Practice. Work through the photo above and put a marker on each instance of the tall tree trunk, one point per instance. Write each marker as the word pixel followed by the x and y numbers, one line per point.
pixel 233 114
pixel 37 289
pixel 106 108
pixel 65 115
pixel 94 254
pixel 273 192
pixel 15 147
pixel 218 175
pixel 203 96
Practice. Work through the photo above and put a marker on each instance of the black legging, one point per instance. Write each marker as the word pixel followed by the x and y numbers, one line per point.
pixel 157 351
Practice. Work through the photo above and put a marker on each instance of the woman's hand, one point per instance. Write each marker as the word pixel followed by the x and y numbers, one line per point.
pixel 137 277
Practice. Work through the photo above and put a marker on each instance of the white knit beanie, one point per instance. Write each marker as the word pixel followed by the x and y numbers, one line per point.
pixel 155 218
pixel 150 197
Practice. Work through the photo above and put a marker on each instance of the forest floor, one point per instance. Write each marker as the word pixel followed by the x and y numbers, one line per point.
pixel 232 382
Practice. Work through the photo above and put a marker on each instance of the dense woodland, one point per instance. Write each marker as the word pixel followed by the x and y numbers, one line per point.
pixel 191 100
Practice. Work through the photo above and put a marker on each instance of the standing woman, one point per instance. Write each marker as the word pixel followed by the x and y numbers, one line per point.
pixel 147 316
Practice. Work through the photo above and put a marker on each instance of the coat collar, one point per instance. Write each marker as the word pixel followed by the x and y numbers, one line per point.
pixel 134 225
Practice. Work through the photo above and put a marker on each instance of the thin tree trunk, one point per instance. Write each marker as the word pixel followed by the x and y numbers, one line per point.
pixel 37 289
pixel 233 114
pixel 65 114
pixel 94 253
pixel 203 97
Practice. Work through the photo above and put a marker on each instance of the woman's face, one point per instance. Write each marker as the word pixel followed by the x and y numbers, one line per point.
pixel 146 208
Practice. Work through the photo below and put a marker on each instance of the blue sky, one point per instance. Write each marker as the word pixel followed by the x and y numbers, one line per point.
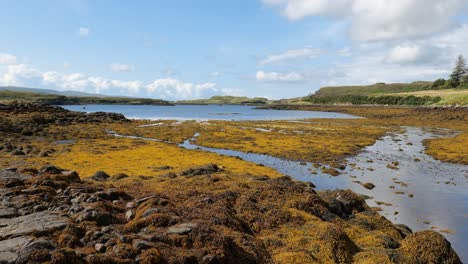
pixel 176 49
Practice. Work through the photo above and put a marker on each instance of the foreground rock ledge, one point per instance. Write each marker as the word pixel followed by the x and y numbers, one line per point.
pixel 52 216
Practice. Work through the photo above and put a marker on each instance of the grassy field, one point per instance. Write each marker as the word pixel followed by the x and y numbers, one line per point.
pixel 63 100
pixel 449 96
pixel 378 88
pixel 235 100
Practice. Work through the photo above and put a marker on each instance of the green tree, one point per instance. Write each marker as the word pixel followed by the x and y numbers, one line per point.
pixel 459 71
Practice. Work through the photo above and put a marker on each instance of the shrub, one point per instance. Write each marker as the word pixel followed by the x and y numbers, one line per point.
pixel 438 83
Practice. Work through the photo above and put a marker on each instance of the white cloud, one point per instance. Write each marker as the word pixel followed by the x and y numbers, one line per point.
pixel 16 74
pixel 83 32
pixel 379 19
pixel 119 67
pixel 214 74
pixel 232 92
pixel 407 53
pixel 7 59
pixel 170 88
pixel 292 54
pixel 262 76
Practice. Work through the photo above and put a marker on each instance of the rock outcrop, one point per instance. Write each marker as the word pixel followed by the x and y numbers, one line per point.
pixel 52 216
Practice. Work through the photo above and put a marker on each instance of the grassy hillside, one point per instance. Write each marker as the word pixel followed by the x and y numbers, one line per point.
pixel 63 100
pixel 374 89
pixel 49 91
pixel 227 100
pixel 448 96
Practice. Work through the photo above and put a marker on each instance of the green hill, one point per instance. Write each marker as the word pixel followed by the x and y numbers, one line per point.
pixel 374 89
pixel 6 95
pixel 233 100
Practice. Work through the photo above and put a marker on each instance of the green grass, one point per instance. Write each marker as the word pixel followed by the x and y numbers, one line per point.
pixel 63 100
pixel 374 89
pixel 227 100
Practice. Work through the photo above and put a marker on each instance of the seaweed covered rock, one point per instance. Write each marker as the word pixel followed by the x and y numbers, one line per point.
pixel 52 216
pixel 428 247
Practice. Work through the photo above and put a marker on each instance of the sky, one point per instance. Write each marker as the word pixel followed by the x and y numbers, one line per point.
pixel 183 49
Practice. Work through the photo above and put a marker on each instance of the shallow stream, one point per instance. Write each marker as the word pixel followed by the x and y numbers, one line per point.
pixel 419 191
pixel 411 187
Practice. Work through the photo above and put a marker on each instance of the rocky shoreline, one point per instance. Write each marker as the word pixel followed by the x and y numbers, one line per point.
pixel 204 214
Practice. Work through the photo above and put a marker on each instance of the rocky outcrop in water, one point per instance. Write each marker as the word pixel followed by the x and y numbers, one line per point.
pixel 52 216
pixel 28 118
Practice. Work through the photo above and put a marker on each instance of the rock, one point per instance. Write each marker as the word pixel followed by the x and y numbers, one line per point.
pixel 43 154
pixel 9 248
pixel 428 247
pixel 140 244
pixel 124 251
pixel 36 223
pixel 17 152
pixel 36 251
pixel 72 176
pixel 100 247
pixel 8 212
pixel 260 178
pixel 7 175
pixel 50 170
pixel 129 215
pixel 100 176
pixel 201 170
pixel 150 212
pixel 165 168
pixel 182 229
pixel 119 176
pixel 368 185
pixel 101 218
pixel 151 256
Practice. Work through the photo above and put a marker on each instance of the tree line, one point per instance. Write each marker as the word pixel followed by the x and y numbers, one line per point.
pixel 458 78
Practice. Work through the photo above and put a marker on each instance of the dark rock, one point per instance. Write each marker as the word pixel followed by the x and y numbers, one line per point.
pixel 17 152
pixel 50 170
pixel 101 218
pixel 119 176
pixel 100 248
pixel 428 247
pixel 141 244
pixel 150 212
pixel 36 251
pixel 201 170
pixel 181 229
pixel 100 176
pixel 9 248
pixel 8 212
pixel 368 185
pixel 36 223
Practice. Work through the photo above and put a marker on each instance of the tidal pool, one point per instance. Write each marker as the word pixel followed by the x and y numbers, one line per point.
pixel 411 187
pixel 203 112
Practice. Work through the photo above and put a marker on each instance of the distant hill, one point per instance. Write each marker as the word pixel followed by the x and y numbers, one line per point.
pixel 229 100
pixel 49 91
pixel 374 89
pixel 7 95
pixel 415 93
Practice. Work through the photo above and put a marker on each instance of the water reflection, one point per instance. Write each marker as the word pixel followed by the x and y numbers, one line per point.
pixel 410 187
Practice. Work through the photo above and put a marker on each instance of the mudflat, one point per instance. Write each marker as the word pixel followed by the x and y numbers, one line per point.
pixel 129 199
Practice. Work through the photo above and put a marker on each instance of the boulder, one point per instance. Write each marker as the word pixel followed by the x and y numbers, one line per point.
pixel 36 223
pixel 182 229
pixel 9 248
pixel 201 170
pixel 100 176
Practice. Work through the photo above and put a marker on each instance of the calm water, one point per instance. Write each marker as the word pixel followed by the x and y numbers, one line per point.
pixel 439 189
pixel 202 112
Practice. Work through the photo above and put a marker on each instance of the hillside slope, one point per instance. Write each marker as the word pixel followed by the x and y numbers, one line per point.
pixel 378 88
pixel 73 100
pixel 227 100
————————
■ **EXERCISE PROMPT**: Restate the data above word for word, so that the only difference is the missing pictures.

■ **RESULT FOR THIS TASK**:
Practice. Work through the photo above and put a marker on each instance of the tall tree trunk, one point per instance. Write each marker as the word pixel followed by the x and y numbers, one line per point.
pixel 233 114
pixel 37 289
pixel 106 108
pixel 65 115
pixel 94 254
pixel 273 192
pixel 15 147
pixel 218 175
pixel 203 96
Practice. Work through the photo above and put a marker on each instance of the black legging, one point per instance. Write each marker as the word pixel followed by the x and y numbers, one line per point.
pixel 157 351
Practice. Work through the photo above and put a marker on each instance of the woman's hand, one point per instance. Write each marker as the word pixel followed by the x and y numbers, one line per point.
pixel 137 277
Practice. Work through the photo above and put a marker on each instance of the white knit beanie, one point per instance. Write each marker as the word pixel followed by the x and y numbers, one line per point.
pixel 155 218
pixel 150 197
Practice. Work through the photo above and put a marker on each instance of the forest floor, one point per instance. Write each marker as the word pixel followed by the x and y numbers, one line per point.
pixel 232 382
Practice. Work through the photo above and put a marker on each instance of the dense woodland, one point per instance. Write each marker as the word pixel followed by the x and y numbers, one line per point.
pixel 191 100
Practice. Work through the photo above and put a marker on each instance of the standing woman, one point per instance. Write each marker as the word pixel followed by the x and y numbers, one line per point.
pixel 147 316
Practice. Work through the photo above and put a marker on each instance of the coat collar, one point per instance. Write each marker as the word pixel followed by the x and y numbers, one line per point.
pixel 134 225
Practice. Work through the photo above and put a marker on each instance of the thin tree trunk, one point per instance. Write each marker as the word pixel followed by the x and y numbers, one line per point.
pixel 37 289
pixel 233 114
pixel 65 114
pixel 94 253
pixel 203 97
Practice. Work through the photo above and put a marker on each instance of the woman's face, one point per instance. Write each marker as the word pixel followed by the x and y numbers, one line per point.
pixel 146 208
Practice. Work through the photo below and put a marker on each instance of the blue sky, one point per instance. Write each marker as the word pixel followed by the x and y numbers, one line per point.
pixel 176 49
Practice. Work through the photo above and put a marker on each instance of the foreground rock ledge, one point per instance. Write each marker as the word pixel followed by the x and y numbers, one line per point.
pixel 52 216
Practice. Work through the photo above and put a marker on each instance of the grassy field, one point per instance. Write each marker as the word pixel followed by the x and y numbers, one line per point.
pixel 63 100
pixel 449 96
pixel 378 88
pixel 235 100
Practice. Work through the photo above and put a marker on each instance of the green tree, one point per instance. Write each marker as the word pixel followed by the x and y numbers, one line per point.
pixel 459 71
Practice. Work through the photo above and put a marker on each instance of the shrub, one point per instance. Write each marker as the word pixel followed by the x and y numbers, one line per point.
pixel 438 83
Practice. Work through the photo above and put a marker on each instance of the white cloud, one point per instance. Write each marker as the word pixel followed by the x and y numbers, one line per point.
pixel 16 74
pixel 83 32
pixel 379 19
pixel 119 67
pixel 214 74
pixel 232 92
pixel 407 53
pixel 7 59
pixel 170 88
pixel 292 54
pixel 262 76
Practice. Work through the photo above and put a marker on each instance of the rock outcrop, one point per instance. Write each marker as the word pixel followed by the x and y numbers, one line per point.
pixel 52 216
Practice. Work through the photo above and put a marker on each instance of the grassy hillside, one point per instance. Write each marker as the word pixel followed by the x and y numbers, one line per point.
pixel 63 100
pixel 374 89
pixel 49 91
pixel 227 100
pixel 448 96
Practice. Work through the photo above and put a marker on each instance of the green hill, one point per instance. Write each marker as the word pixel followed by the x and y numbers, one line per point.
pixel 374 89
pixel 6 95
pixel 233 100
Practice. Work through the photo above and put a marker on each instance of the green grass, one point per instance. Write each marker as the word pixel followed by the x and y numbers, one line per point.
pixel 63 100
pixel 374 89
pixel 227 100
Practice. Work through the photo above and put a marker on each instance of the seaweed covered rock, one point per instance. Write each marker as the word pixel followed by the x and y numbers, one line per point.
pixel 52 216
pixel 428 247
Practice. Work through the photo above and put a marker on each instance of the sky, one point per instance. Write each marker as the word pixel followed by the x and y numbers, one line per point.
pixel 183 49
Practice. Work through the photo above and put a marker on each instance of the shallow stream, one point per instance. Write each marker as the word pixel followed by the x and y numbers, one line per point.
pixel 419 191
pixel 411 187
Practice. Work through the photo above and put a marker on each instance of the rocky shoreline, one point per instance. Write each marker as the word pixel followed by the x and y numbers, one line per point.
pixel 204 214
Practice. Work through the photo above and put a marker on each instance of the rocky outcrop in water, one point per instance. Write each marker as the word pixel followed by the x and y numbers, one line per point.
pixel 52 216
pixel 28 118
Practice. Work through the photo above and put a marker on each instance of the rock, one point per instance. Write each marker as the word pixel followed by the x and y numbers, one line per point.
pixel 43 154
pixel 9 248
pixel 428 247
pixel 140 244
pixel 124 251
pixel 36 223
pixel 17 152
pixel 36 251
pixel 72 176
pixel 100 247
pixel 8 212
pixel 260 178
pixel 7 175
pixel 50 170
pixel 129 215
pixel 100 176
pixel 201 170
pixel 150 212
pixel 165 168
pixel 182 229
pixel 119 176
pixel 368 185
pixel 101 218
pixel 151 256
Practice. Work through the photo above and put a marker on each instance of the tree line, one point per instance. Write each marker as the word pixel followed by the x and y numbers, one line per point.
pixel 458 78
Practice. Work through the photo above and put a marker on each instance of the dark rock, one point per instance. Write each marker as the word pixel followed by the x and y numbers, one line per point.
pixel 17 152
pixel 50 170
pixel 101 218
pixel 119 176
pixel 100 248
pixel 428 247
pixel 141 244
pixel 150 212
pixel 36 251
pixel 201 170
pixel 181 229
pixel 100 176
pixel 9 248
pixel 8 212
pixel 368 185
pixel 36 223
Practice. Work through the photo above and put a marker on each instance of the tidal pool, one point per instance. Write each marker as the word pixel followed by the x and y numbers, one line per point.
pixel 411 187
pixel 203 112
Practice. Work through the photo above and put a marker on each instance of the distant hill, one point per instance. Write each marker as the word pixel followed by the x and y numbers, one line per point.
pixel 229 100
pixel 49 91
pixel 374 89
pixel 7 95
pixel 415 93
Practice. Work through the photo above and put a marker on each instance of the water reflection, one point per instance. Write each marker as the word pixel followed by the x and y numbers, one line per point.
pixel 410 187
Practice. Work through the photo above and put a marker on each instance of the mudflat, one point per instance. Write each marker as the word pixel followed by the x and y numbers, one line per point.
pixel 129 199
Practice. Work through the photo above and put a marker on each instance of the boulder, one point per instance. Write each marker as the word pixel followed by the x and y numbers, one line per point.
pixel 36 223
pixel 182 229
pixel 9 248
pixel 201 170
pixel 100 176
Practice. Work through the photo above and put a marker on each instance of the calm water, one point per instance. Write each marker as the word pixel followed by the x and y numbers, one line per point.
pixel 439 189
pixel 202 112
Practice. Work through the photo above and put a marker on each instance of the hillside slope, one point per instance. Write each marker as the word pixel followed by the x and y numbers, one line per point.
pixel 378 88
pixel 73 100
pixel 227 100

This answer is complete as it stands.